===== TEXT PROVIDED

Yaukthwa is a genus of freshwater mussels in the family Unionidae, subfamily Rectidentinae, tribe Contradentini. The genus is endemic to the Western Indochina Subregion, with species distributed across the Ayeyarwady, Sittaung, Bago, and Salween river drainages in Myanmar and northwestern Thailand.

The genus name derives from the Burmese word yaukthwa, meaning "freshwater bivalve".

== Taxonomy ==
Yaukthwa was described by Konopleva et al. in 2019 following an integrative revision of the genus Trapezoideus Simpson, 1900 . Molecular phylogenetic analyses based on mitochondrial (COI, 16S rRNA) and nuclear (28S rRNA) gene fragments demonstrated that Trapezoideus as previously circumscribed was non-monophyletic. Several of its western Indochina species formed a well-supported distinct clade, which was described as Yaukthwa gen. nov., with Yaukthwa nesemanni designated as the type species .

Yaukthwa is placed within the tribe Contradentini of the subfamily Rectidentinae, and is phylogenetically distant from related genera such as Trapezoideus, Physunio, and Contradens, which are distributed east of the Salween–Mekong drainage divide.

==========
===== STORED DATA

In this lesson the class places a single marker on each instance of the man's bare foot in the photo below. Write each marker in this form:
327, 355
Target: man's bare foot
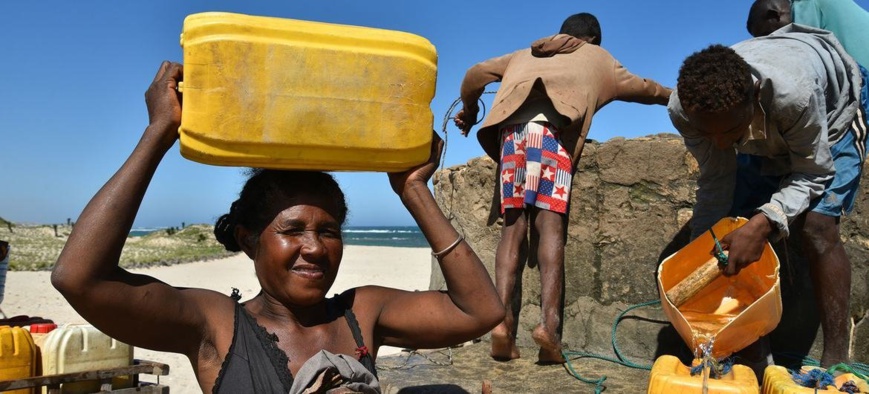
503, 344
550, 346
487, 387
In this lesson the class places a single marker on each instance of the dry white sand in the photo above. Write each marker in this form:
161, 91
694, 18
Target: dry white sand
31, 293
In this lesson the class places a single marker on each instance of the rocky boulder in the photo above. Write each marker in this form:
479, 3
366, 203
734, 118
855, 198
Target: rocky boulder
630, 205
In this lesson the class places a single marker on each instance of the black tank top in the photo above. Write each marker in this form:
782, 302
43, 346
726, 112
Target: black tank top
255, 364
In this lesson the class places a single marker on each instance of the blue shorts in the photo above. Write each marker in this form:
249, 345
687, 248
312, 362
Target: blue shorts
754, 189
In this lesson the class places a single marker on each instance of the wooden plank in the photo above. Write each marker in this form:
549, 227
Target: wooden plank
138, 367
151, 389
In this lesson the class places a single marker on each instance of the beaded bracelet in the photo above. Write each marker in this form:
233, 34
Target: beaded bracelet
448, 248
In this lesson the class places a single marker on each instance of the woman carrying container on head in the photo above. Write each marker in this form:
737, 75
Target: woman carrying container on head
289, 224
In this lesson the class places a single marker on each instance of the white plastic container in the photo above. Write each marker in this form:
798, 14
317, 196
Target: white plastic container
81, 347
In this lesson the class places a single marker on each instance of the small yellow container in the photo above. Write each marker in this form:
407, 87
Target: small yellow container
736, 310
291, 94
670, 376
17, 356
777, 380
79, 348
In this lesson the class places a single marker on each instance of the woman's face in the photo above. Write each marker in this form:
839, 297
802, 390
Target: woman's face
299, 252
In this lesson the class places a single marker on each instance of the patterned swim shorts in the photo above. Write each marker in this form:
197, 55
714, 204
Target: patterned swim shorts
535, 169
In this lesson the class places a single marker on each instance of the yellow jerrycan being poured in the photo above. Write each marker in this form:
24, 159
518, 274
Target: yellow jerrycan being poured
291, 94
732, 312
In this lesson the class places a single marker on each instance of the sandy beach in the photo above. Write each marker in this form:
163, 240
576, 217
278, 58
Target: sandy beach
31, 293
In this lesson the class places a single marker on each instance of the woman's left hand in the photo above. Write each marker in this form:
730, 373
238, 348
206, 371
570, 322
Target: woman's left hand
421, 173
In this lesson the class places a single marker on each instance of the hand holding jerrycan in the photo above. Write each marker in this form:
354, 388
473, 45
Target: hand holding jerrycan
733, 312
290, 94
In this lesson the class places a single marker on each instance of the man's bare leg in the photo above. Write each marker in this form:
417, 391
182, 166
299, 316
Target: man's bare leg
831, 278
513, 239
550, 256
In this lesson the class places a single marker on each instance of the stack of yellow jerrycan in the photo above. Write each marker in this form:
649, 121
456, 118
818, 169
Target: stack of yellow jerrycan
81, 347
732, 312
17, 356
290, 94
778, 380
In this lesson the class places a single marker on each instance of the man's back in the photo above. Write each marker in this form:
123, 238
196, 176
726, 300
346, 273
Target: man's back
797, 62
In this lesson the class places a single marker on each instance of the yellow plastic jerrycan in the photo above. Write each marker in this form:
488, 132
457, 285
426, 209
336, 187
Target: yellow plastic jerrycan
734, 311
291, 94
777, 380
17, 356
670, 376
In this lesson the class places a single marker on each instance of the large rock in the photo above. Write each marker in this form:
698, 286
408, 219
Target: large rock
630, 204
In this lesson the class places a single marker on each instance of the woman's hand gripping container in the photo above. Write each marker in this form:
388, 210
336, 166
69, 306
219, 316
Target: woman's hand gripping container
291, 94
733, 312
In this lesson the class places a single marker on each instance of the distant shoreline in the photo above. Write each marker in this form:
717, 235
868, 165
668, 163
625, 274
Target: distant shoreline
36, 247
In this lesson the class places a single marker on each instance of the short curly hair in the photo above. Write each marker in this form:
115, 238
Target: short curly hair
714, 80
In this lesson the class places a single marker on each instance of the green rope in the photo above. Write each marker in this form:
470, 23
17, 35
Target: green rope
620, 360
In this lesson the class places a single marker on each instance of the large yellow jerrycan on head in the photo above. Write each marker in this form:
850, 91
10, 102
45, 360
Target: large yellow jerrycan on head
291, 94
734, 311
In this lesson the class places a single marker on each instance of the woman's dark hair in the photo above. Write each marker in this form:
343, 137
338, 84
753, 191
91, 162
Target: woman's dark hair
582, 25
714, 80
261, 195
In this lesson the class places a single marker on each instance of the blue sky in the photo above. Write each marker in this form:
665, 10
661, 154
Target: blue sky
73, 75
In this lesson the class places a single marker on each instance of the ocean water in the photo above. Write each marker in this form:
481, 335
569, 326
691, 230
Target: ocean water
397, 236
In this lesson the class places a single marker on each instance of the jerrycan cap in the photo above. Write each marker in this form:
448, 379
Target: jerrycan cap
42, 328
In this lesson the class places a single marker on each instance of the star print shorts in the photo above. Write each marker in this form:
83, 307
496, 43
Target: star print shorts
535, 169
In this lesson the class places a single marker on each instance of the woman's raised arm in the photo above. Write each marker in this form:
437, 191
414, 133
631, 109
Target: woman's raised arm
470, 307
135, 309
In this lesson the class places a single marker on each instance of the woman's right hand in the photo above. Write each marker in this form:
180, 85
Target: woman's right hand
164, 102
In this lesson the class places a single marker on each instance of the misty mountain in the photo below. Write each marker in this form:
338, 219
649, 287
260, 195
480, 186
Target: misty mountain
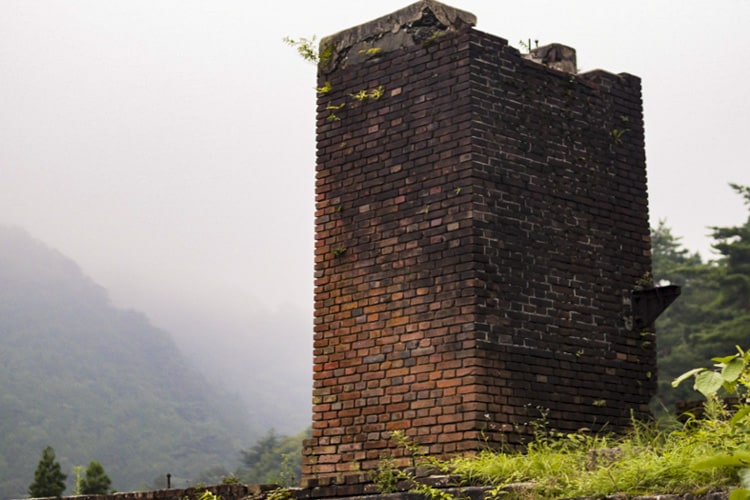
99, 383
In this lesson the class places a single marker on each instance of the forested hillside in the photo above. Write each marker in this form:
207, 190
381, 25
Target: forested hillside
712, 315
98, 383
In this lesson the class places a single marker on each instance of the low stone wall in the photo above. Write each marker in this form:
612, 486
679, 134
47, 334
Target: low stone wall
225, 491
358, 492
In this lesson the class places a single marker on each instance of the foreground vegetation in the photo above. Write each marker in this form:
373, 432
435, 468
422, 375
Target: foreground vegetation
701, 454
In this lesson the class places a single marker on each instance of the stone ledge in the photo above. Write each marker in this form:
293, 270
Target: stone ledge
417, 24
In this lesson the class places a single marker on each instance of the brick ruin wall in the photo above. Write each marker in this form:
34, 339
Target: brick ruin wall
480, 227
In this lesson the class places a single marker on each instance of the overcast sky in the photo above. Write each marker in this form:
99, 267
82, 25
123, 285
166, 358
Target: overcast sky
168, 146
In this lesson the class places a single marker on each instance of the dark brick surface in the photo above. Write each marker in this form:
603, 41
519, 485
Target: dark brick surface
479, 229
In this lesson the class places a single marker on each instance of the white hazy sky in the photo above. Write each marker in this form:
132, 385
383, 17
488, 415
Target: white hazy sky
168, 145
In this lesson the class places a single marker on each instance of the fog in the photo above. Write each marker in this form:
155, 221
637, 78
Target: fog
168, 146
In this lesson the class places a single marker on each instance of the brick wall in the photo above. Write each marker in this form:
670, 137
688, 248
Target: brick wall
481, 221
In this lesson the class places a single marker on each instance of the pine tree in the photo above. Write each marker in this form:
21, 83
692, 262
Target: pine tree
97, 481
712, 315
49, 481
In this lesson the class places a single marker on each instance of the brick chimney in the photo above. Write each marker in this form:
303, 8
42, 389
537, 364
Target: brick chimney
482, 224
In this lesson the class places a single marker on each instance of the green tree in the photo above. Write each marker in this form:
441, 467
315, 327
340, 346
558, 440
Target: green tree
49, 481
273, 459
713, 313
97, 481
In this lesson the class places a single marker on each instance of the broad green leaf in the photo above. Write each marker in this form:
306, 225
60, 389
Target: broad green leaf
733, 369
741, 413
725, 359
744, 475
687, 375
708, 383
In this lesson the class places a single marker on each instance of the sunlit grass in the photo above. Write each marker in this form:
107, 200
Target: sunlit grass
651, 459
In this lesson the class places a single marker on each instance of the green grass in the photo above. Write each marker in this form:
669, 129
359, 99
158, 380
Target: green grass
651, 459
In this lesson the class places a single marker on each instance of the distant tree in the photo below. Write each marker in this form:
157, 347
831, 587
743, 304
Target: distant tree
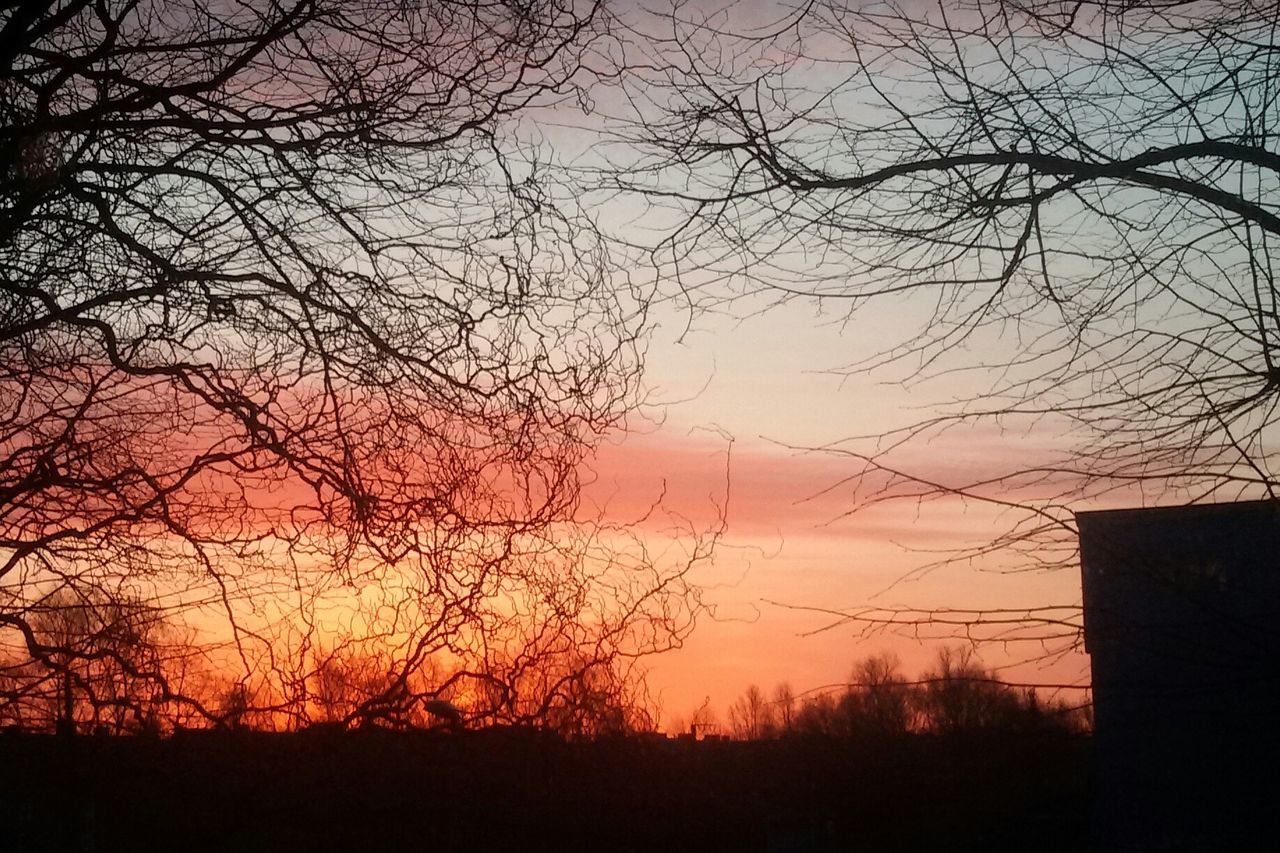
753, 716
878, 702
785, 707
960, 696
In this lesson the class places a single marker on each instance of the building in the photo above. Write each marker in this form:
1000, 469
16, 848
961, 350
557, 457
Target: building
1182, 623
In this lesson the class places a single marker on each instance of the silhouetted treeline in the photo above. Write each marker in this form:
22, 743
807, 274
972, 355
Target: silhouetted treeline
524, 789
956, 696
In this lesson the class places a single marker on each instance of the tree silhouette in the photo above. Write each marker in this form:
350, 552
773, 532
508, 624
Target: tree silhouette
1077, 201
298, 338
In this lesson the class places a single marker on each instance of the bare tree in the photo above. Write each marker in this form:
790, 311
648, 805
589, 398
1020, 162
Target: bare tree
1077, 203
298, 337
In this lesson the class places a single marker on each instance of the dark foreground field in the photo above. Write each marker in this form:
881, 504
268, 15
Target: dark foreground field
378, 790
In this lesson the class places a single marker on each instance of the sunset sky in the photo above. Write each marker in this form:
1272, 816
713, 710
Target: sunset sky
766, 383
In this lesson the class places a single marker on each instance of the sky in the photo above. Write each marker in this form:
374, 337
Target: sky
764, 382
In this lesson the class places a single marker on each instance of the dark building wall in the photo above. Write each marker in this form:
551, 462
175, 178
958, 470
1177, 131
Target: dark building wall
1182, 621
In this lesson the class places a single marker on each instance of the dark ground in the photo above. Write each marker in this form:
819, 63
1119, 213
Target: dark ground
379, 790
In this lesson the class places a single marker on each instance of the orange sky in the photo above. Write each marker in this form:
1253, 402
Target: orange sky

==========

### LIST OF TASKS
1 – In the text on the mussel genus Yaukthwa, which species is designated as the type species?
2 – Pick up the text on the mussel genus Yaukthwa after its last sentence and keep writing.

### ANSWERS TO EACH TASK
1 – Yaukthwa nesemanni.

2 –
The genus has had the following synonymised or transferred names:

| Former name | Authority | Notes |
|---|---|---|
| Trapezoideus nesemanni | Konopleva, Vikhrev & Bolotov, 2017 | Transferred to Yaukthwa as type species |
| Trapezoideus panhai | Konopleva, Bolotov & Kondakov, 2017 | Transferred to Yaukthwa |
| Trapezoideus dallianus | Frierson, 1913 | Transferred to Yaukthwa |
| Trapezoideus zayleymanensis | Preston, 1912 | Transferred to Yaukthwa |
| Trapezoideus peguensis | Anthony, 1865 | Transferred to Yaukthwa |
| Indonaia rectangularis | Tapparone-Canefri, 1889 | Transferred to Yaukthwa |
| Balwantia baniensis | Bolotov et al., 2020 | Transferred to Yaukthwa |

The recognised species (including all transferred species and newly found species) are:
1. Yaukthwa nesemanni (Konopleva, Vikhrev & Bolotov, 2017)
2. Yaukthwa panhai (Konopleva, Bolotov & Kondakov, 2017)
3. Yaukthwa dallianus (Frierson, 1913)
4. Yaukthwa zayleymanensis (Preston, 1912)
5. Yaukthwa peguensis (Anthony, 1865)
6. Yaukthwa paiensis (Konopleva et al., 2019)
7. Yaukthwa inlenensis (Konopleva et al., 2019)
8. Yaukthwa elongatula (Konopleva et al., 2019)
9. Yaukthwa avaensis (Bolotov et al., 2020)
10. Yaukthwa rectangularis (Tapparone-Canefri, 1889)
11. Yaukthwa baniensis (Bolotov et al., 2020)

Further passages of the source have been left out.